- [What is being asked] Give back the data below exactly as it was given.

Collection entries
=======

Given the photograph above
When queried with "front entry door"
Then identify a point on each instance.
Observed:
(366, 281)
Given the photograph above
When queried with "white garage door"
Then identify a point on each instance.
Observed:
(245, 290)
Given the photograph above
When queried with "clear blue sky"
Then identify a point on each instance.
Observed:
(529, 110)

=======

- [Answer to this task]
Given the photograph above
When queried with "front entry door"
Then identify a point on each instance.
Observed:
(366, 281)
Given the photograph above
When queried with "white garage door"
Then identify a point on each instance.
Observed:
(245, 290)
Given the photograph above
When queried with "clear blue sky"
Then identify a point on each instance.
Observed:
(529, 110)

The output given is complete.